IHRE AUFGABE
Beantworten Sie anhand des Textauszugs über Weltschmerz diese Fragen:
1. Was ist laut dem Textauszug ein Privileg unseres Wohlstandes?
2. Welche deutsche Plattform wird als Beispiel für ein Medium mit positiver Berichterstattung genannt?
3. Wo kann man laut dem Textauszug beispielsweise vor Ort helfen?

TEXTAUSZUG
Wenn wir auf all dies verzichten – oder es nur mehr in geringem Maße tun –, heißt das nicht automatisch, dass wir ignorant sind. Wir müssen keine Scheuklappen tragen, aber sind wir wirklich verpflichtet, uns rund um die Uhr mit Leid zu konfrontieren? Wobei zu bemerken ist, dass es ein Privileg unseres Wohlstandes ist, sich dieser Negativität überhaupt entziehen zu können.
Weltschmerz heilen
Wer nicht auf Nachrichten verzichten möchte, kann sich konstruktivem Journalismus widmen. Dieser zeigt Alternativen auf, möchte Probleme beheben. Ähnlich der Lösungsjournalismus: Seine Berichte beziehen Studien mit ein und antworten auf soziale Fragen. Die deutsche Plattform goodnews.eu ist ein Beispiel für ein Medium, das sich auf positive Berichterstattung fokussiert, manche Tages- und Wochenzeitungen haben bereits eigene „Gute-Nachrichten-Seiten“ etabliert.
Wenn auch reduzierter oder veränderter Medienkonsum den Weltschmerz nicht lindert, kann es helfen, selbst aktiv zu werden. Manchen Menschen gibt es ein besseres Gefühl, wenn sie Geld oder Hilfsgüter spenden, wenn sie vor Ort helfen – etwa in Erstaufnahmezentren von Geflüchteten – oder wenn sie an Demonstrationen teilnehmen und ihren Unmut kundtun. Alles, was hilft, die Zuversicht auf eine bessere Welt nicht zu verlieren, ist ein probates Mittel gegen den Schmerz. Und sind wir uns ehrlich: So schrecklich ist unsere Welt nicht. Ihre Lage ist viel besser, als die meisten vermuten würden – unsere Wahrnehmung driftet nur teilweise von Fakten weg.

AUSGEWÄHLTE EINTRÄGE

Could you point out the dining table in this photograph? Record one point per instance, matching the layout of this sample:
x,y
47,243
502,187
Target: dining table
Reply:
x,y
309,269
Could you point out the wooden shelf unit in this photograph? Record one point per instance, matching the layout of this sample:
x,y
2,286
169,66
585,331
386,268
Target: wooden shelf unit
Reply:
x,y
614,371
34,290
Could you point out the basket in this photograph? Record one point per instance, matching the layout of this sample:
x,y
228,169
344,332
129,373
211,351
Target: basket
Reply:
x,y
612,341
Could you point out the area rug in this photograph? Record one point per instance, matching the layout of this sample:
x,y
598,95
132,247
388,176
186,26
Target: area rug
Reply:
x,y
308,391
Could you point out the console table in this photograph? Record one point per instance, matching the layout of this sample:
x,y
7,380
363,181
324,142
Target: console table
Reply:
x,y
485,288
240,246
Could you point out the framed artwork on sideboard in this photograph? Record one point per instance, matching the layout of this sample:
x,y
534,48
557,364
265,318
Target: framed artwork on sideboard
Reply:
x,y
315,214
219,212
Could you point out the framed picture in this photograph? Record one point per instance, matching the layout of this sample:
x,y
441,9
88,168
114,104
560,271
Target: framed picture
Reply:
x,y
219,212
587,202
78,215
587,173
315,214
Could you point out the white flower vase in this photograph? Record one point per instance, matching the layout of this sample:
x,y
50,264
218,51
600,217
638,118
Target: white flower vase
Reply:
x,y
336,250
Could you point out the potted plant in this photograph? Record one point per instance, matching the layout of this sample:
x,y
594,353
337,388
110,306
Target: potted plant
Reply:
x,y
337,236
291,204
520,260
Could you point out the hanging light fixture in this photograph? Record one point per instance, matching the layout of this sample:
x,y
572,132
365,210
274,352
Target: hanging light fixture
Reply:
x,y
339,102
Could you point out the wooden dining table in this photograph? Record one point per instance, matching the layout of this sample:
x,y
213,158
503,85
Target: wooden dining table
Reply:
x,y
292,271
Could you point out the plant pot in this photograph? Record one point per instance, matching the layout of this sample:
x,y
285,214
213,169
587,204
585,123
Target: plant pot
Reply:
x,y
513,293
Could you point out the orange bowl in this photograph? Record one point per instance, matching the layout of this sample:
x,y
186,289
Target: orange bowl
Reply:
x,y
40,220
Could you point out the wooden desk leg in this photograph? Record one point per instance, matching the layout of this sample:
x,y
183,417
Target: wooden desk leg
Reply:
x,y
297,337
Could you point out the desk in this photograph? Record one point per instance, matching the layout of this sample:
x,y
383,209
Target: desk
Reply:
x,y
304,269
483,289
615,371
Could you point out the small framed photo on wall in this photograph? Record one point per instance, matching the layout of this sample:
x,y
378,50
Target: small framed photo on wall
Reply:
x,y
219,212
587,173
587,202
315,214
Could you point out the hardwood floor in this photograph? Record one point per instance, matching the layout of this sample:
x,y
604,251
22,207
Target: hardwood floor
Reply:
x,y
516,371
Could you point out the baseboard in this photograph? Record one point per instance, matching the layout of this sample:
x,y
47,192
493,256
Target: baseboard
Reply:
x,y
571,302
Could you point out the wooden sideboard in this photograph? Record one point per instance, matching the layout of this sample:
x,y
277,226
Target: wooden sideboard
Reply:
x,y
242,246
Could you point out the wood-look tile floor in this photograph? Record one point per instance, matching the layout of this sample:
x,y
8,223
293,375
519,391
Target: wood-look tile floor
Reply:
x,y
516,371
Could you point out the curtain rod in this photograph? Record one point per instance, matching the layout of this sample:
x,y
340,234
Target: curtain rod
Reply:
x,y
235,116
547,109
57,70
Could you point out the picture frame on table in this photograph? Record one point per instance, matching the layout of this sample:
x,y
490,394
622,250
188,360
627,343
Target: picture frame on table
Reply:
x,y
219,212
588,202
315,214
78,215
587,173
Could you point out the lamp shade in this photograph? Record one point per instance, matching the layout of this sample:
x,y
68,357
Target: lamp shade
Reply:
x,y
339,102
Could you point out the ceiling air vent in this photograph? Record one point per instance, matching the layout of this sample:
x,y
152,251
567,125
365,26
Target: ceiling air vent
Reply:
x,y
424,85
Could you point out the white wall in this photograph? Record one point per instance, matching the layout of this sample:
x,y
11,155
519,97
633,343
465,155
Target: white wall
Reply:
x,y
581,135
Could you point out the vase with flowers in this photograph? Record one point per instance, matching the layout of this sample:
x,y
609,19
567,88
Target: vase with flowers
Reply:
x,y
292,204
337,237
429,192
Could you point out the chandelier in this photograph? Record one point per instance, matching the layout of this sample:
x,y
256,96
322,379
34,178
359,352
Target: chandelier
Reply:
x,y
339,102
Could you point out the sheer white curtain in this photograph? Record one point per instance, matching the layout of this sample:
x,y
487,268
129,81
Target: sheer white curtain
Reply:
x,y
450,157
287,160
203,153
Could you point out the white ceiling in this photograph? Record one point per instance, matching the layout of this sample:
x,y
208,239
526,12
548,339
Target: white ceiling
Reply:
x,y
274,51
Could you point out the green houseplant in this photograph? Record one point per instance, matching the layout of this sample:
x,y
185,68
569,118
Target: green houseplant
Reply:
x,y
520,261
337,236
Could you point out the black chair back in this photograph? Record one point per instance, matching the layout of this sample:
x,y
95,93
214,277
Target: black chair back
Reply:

==

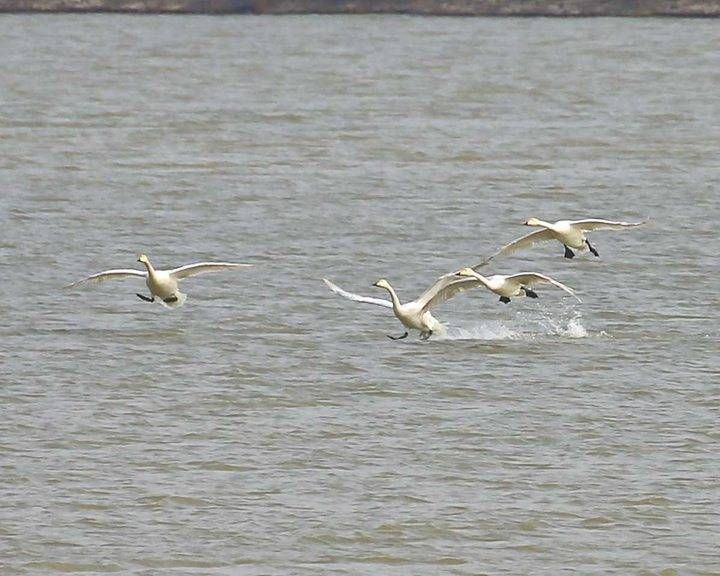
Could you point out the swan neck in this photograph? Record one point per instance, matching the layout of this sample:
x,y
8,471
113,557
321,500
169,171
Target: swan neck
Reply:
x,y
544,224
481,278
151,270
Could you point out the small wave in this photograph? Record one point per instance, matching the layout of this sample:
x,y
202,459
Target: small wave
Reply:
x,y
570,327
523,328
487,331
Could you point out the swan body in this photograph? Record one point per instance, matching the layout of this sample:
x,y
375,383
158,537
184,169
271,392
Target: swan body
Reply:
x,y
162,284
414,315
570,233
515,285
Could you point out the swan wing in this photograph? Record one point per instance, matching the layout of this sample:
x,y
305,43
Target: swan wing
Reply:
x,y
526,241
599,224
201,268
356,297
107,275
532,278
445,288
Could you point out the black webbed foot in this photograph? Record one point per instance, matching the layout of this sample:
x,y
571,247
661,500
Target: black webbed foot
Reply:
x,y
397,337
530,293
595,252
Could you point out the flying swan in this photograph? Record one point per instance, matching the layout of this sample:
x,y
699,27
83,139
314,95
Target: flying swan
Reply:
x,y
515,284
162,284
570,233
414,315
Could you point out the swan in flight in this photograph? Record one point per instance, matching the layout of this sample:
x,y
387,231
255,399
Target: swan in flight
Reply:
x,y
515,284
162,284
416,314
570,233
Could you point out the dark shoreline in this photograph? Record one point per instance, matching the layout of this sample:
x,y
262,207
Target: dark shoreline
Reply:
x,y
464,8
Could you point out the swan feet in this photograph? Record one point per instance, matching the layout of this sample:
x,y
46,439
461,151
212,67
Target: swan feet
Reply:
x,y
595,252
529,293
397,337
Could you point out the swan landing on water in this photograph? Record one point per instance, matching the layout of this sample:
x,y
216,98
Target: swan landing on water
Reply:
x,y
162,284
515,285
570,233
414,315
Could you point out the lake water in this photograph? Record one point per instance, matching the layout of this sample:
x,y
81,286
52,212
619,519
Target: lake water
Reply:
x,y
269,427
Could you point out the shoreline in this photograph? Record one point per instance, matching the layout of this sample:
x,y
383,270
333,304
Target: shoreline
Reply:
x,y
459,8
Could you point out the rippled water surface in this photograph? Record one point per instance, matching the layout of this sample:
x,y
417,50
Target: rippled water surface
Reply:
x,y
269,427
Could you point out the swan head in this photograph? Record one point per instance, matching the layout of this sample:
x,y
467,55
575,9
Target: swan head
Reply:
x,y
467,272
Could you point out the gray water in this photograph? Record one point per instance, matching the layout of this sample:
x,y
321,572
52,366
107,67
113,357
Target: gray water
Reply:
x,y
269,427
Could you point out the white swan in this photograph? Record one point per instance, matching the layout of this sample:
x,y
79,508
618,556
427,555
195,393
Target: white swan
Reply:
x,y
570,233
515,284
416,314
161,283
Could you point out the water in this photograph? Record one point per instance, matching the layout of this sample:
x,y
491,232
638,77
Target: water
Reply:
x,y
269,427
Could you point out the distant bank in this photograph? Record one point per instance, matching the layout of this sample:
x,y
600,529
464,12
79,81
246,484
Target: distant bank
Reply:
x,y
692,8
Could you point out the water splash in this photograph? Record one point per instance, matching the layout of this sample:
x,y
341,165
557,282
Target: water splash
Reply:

ÜBUNGSERGEBNIS
1. Sich der Negativität überhaupt entziehen zu können.
2. goodnews.eu
3. In Erstaufnahmezentren von Geflüchteten.